* [MATERIAL]:
···
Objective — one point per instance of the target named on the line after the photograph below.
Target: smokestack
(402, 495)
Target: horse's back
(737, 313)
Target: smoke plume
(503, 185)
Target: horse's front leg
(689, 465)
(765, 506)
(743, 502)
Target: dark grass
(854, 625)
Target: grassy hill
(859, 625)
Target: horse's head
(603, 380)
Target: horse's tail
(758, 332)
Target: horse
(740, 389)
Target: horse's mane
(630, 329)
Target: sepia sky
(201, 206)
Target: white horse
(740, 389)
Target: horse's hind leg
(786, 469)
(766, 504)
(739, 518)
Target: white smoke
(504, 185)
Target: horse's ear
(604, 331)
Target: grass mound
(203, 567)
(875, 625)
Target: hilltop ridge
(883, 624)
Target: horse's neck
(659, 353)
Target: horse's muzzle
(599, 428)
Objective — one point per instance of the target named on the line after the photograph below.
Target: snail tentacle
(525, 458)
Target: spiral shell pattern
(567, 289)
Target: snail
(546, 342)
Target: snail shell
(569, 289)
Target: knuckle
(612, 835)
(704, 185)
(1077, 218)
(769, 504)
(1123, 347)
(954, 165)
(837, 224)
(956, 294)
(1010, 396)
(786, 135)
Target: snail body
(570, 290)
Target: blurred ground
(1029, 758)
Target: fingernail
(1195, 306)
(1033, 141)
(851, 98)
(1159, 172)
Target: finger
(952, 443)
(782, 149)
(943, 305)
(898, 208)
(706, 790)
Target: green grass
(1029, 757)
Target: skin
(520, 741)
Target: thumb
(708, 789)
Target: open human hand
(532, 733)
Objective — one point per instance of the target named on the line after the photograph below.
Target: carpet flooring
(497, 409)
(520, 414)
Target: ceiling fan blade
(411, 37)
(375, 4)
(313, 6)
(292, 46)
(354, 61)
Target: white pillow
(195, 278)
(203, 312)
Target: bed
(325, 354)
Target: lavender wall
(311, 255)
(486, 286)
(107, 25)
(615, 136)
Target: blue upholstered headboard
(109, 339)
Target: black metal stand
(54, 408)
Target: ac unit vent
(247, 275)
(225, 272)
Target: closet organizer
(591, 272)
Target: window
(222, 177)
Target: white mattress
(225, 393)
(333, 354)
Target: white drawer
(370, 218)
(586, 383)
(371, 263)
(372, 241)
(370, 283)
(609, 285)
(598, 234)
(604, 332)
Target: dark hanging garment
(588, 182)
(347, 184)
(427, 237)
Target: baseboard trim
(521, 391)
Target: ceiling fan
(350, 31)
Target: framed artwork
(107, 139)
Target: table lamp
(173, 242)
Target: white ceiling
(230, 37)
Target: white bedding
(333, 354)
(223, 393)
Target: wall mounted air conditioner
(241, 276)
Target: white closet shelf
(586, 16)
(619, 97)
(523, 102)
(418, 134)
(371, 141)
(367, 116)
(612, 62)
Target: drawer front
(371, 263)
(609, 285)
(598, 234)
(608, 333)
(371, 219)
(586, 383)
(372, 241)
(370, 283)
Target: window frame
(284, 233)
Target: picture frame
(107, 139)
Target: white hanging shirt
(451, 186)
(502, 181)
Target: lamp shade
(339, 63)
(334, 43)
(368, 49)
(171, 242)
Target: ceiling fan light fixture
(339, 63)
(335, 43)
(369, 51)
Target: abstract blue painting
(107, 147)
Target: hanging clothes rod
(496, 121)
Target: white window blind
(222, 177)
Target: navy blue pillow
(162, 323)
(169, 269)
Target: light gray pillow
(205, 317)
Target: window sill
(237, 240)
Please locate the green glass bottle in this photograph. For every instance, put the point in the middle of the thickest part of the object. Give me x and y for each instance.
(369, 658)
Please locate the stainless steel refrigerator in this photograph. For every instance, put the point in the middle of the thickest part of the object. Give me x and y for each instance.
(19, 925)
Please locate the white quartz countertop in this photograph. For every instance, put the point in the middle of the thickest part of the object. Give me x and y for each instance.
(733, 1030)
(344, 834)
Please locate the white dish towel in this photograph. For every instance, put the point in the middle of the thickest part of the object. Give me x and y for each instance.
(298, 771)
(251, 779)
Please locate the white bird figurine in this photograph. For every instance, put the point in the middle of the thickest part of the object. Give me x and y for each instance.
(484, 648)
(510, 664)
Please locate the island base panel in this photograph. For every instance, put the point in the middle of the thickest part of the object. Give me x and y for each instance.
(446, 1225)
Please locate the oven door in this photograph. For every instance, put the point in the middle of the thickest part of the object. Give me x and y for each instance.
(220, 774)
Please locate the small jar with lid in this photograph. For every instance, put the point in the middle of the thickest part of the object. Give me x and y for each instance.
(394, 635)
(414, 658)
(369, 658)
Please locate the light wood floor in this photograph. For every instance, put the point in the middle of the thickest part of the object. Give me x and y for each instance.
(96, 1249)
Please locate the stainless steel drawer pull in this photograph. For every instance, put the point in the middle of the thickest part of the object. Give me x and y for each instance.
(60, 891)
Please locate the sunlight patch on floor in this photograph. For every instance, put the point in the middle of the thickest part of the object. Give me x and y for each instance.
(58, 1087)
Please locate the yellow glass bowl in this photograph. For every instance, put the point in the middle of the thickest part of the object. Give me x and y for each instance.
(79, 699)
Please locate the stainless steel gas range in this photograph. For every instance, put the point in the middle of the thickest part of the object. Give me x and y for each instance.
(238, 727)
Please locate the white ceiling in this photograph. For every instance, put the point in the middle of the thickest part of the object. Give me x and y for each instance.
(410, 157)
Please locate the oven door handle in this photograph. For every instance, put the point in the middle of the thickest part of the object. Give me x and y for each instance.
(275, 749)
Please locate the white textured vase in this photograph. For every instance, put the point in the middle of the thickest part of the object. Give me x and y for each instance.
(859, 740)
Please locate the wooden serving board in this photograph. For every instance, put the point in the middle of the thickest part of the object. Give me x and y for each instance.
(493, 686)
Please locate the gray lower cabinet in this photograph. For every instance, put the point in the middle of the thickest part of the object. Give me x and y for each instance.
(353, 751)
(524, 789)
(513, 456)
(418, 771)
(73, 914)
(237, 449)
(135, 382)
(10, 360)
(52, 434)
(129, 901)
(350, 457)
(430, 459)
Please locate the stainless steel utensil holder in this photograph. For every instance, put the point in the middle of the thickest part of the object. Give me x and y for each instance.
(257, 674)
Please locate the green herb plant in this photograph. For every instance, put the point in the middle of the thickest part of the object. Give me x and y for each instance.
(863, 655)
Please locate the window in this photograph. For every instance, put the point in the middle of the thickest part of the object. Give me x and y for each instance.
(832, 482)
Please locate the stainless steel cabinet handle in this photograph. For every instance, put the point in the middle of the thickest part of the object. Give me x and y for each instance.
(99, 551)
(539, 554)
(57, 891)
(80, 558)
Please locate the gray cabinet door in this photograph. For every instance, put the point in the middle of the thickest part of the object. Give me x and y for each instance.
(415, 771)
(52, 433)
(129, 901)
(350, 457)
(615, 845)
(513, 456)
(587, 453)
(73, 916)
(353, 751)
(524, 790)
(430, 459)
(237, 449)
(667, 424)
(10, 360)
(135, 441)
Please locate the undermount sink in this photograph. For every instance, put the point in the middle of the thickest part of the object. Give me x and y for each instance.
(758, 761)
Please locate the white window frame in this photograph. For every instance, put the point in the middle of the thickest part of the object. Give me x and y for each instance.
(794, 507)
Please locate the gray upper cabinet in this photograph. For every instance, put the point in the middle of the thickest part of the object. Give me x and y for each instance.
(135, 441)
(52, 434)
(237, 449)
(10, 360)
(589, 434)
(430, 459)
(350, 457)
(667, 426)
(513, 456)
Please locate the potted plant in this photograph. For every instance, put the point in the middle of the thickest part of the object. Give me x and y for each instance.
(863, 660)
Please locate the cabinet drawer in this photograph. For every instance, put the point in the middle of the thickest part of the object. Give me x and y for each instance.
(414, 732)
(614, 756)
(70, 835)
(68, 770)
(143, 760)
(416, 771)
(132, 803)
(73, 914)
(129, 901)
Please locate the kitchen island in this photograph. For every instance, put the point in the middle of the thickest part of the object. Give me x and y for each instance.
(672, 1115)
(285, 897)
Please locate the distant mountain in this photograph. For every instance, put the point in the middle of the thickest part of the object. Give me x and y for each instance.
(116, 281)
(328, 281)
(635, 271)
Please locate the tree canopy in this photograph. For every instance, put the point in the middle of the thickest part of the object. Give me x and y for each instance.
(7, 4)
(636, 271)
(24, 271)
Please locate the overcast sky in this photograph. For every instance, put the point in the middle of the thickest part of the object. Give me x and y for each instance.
···
* [EXERCISE OBJECTIVE]:
Reproduce the lines of the entries above exactly, but only from the line containing "Please locate the gray cabinet" through the final line.

* [SOLUTION BELOW]:
Please locate the gray cabinet door in this photograph. For every instance, put the point in the middle of the thickest part of the object. Give me x and y for each instance.
(415, 771)
(52, 433)
(129, 901)
(350, 457)
(615, 845)
(513, 456)
(587, 453)
(73, 916)
(353, 751)
(524, 790)
(430, 459)
(237, 449)
(667, 424)
(10, 360)
(135, 441)
Please locate the undermount sink in this photograph. For every instance, put the point in the middle of the thickest part of the object. Give me x and y for each instance.
(758, 761)
Please locate the white window frame in this photograph. For every instance, put the point in the middle of the thickest part of the object. Give me x and y for each instance.
(794, 507)
Please locate the gray upper cabinet in this photograph. For every instance, put the point in the middle of the thickest part of the object. Give me x and y for each instance.
(135, 441)
(52, 434)
(237, 449)
(10, 360)
(589, 434)
(430, 459)
(350, 457)
(667, 426)
(513, 456)
Please locate the potted plant in this photograph. For every instance, put the point in the middle of the thickest part of the object. Give me x and y for each instance.
(863, 660)
Please locate the cabinet drawer in this photograph. For every instance, put the point in the middle of the thickest part of the object. Give me x and y for each instance.
(414, 732)
(614, 756)
(70, 835)
(68, 770)
(143, 760)
(416, 771)
(132, 803)
(73, 914)
(129, 901)
Please locate the kitchen island in this photograph. For every instance, put the point in the middle of the thickest part of the object. Give me x and y for each instance.
(672, 1115)
(285, 897)
Please locate the distant mountain in this photograph. For every instance, put the point in the middle of the thickest part of the object. Give me x and y for each instance.
(116, 281)
(328, 281)
(635, 271)
Please locate the tree canopy in this photograph. For every instance, put the point in the middle of the thickest part of the object. Give me x and y for each instance.
(7, 4)
(636, 271)
(24, 271)
Please locate the overcast sky in this photograph. For every instance, put the point in the middle of the thickest part of the object. Give me x and y for each instance.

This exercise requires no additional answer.